Task description —
Transcribe, exactly as they appear, only the lines from the one holding "of the stacked" through the end of the entries below.
--- The input Enclosed Below ---
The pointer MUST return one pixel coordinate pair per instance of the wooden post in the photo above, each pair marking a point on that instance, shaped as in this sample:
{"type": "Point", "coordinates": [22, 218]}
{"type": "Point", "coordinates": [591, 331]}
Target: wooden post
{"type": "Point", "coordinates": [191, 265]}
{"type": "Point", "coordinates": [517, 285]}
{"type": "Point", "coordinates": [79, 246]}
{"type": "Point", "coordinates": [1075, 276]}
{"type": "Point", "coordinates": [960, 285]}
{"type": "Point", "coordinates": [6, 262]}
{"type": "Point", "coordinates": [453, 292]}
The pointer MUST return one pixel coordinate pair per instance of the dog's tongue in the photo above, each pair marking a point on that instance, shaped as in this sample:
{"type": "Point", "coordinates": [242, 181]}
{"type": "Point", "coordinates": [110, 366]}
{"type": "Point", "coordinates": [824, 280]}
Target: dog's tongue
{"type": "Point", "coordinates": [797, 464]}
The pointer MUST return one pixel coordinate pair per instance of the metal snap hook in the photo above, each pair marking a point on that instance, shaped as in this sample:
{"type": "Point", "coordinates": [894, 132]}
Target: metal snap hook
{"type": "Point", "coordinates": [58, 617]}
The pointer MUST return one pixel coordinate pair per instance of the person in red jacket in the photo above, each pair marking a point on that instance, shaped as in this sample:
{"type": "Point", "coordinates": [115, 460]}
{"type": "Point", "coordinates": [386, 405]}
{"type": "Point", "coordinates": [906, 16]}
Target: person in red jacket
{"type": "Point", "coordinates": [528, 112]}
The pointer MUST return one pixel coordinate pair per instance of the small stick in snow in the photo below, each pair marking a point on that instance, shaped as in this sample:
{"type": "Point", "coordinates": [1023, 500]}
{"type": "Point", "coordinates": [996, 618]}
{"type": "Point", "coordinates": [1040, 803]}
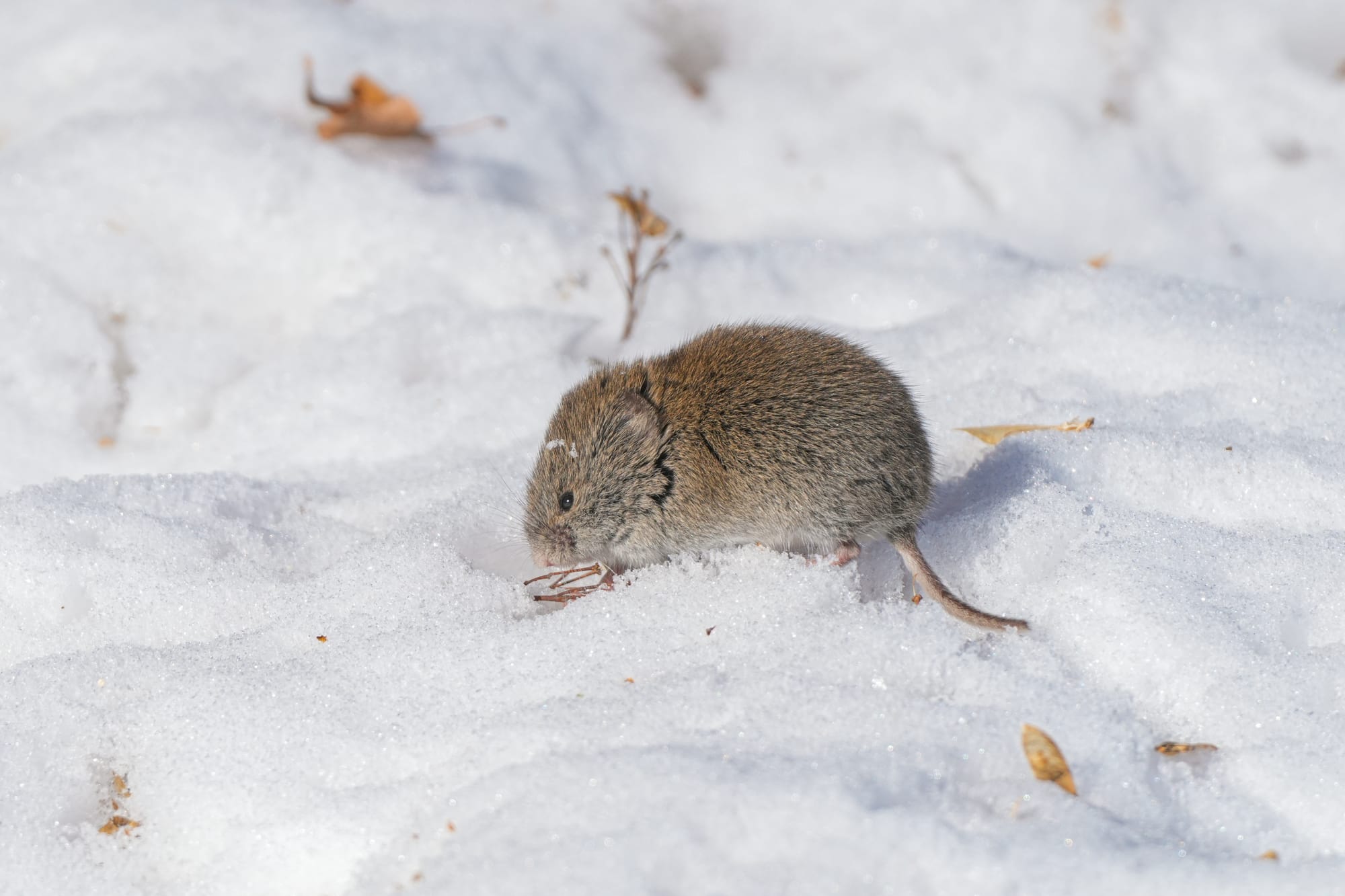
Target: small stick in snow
{"type": "Point", "coordinates": [636, 222]}
{"type": "Point", "coordinates": [563, 581]}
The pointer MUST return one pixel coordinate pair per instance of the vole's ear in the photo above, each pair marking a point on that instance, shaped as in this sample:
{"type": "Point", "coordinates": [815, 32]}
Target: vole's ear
{"type": "Point", "coordinates": [640, 416]}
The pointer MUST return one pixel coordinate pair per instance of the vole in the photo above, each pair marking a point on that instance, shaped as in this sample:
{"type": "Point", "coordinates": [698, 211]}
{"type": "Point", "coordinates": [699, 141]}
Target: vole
{"type": "Point", "coordinates": [786, 436]}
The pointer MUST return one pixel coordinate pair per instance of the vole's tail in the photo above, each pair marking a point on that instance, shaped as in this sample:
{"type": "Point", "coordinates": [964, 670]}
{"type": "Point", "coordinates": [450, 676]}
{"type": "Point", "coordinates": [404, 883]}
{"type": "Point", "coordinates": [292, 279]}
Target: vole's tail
{"type": "Point", "coordinates": [926, 577]}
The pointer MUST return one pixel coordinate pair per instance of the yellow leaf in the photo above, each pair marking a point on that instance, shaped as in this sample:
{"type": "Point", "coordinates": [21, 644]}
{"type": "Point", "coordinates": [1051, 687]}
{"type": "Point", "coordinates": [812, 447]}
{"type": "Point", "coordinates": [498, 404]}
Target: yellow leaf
{"type": "Point", "coordinates": [1046, 759]}
{"type": "Point", "coordinates": [640, 212]}
{"type": "Point", "coordinates": [995, 435]}
{"type": "Point", "coordinates": [371, 110]}
{"type": "Point", "coordinates": [1172, 748]}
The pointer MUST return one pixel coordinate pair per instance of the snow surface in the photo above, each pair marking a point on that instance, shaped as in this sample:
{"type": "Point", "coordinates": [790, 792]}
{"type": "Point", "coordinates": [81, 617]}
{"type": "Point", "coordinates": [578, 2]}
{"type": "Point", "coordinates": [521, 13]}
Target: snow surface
{"type": "Point", "coordinates": [321, 374]}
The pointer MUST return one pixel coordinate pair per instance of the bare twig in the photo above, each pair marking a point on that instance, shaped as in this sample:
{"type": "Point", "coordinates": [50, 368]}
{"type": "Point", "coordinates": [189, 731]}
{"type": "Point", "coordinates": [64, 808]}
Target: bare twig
{"type": "Point", "coordinates": [634, 222]}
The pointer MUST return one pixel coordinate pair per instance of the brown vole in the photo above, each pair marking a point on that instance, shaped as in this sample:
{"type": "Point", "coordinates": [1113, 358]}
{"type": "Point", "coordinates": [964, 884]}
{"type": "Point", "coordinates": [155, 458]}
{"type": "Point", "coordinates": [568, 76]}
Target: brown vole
{"type": "Point", "coordinates": [786, 436]}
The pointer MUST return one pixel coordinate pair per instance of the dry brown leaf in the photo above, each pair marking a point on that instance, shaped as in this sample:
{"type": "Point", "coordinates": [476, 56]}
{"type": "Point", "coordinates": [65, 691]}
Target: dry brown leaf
{"type": "Point", "coordinates": [371, 110]}
{"type": "Point", "coordinates": [1046, 758]}
{"type": "Point", "coordinates": [1172, 747]}
{"type": "Point", "coordinates": [995, 435]}
{"type": "Point", "coordinates": [638, 210]}
{"type": "Point", "coordinates": [119, 822]}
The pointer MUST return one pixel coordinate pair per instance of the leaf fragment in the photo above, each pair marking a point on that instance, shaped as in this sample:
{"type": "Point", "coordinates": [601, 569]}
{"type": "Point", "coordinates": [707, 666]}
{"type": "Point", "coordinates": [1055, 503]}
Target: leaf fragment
{"type": "Point", "coordinates": [1172, 748]}
{"type": "Point", "coordinates": [1047, 762]}
{"type": "Point", "coordinates": [371, 110]}
{"type": "Point", "coordinates": [995, 435]}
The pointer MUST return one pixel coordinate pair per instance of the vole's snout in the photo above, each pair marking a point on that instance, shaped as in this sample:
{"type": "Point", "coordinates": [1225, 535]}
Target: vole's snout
{"type": "Point", "coordinates": [555, 546]}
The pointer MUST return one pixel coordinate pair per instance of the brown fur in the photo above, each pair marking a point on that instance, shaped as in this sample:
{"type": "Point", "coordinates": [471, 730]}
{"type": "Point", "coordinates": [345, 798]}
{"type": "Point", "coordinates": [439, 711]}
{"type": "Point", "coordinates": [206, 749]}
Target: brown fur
{"type": "Point", "coordinates": [786, 436]}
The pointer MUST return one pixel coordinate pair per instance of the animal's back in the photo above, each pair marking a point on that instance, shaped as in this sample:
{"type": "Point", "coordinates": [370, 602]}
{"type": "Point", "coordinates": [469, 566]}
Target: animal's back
{"type": "Point", "coordinates": [817, 439]}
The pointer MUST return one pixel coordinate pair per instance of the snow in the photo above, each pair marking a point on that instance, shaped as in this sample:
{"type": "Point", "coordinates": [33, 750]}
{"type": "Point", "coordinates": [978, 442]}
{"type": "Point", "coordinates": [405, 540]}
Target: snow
{"type": "Point", "coordinates": [268, 405]}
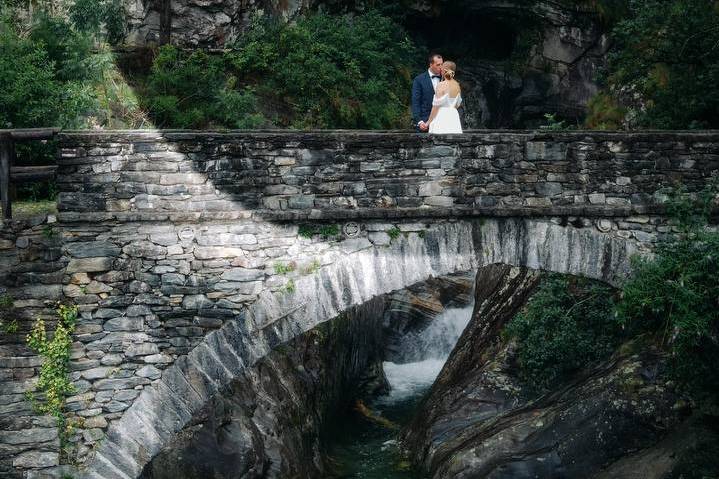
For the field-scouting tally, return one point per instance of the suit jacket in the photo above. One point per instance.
(422, 95)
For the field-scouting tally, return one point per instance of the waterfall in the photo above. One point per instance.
(431, 347)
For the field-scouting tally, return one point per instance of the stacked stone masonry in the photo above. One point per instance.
(192, 254)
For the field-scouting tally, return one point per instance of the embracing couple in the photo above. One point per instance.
(435, 98)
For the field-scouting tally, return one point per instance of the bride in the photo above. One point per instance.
(447, 97)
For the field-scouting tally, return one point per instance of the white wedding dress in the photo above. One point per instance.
(447, 119)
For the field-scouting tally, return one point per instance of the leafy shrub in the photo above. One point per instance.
(566, 325)
(329, 71)
(54, 382)
(92, 15)
(604, 113)
(675, 295)
(196, 90)
(664, 63)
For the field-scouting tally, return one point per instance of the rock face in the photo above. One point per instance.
(478, 420)
(411, 310)
(268, 423)
(517, 59)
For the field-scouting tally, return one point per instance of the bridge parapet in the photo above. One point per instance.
--- End of Enclosed The input ---
Task output —
For the field-scouting tally, return one point per instance of the stacked stone masonry in the photo above. One point per instance.
(192, 254)
For the field-scouting tally, return one point per instance of the embracing couple in the photo above. One point per instance.
(435, 98)
For the field-scouting tally, return one point per instance of the bride in the photo above. One point per instance.
(447, 97)
For the field-scouting tally, return one point per instance of the white wedding dress in the photo above. One point per instance.
(447, 119)
For the field-scouting tally, return one point per instance of the leafy shrub in the photo above. One point per instance.
(566, 325)
(329, 71)
(54, 382)
(92, 15)
(604, 113)
(675, 295)
(196, 90)
(664, 63)
For the field-scouting tally, return one point per instance of the rock face in the photo above. One point per instance.
(478, 420)
(411, 310)
(268, 423)
(517, 59)
For the field-scouting tally, return one point per instance of the bridge parapet in the photo above. One point per instance.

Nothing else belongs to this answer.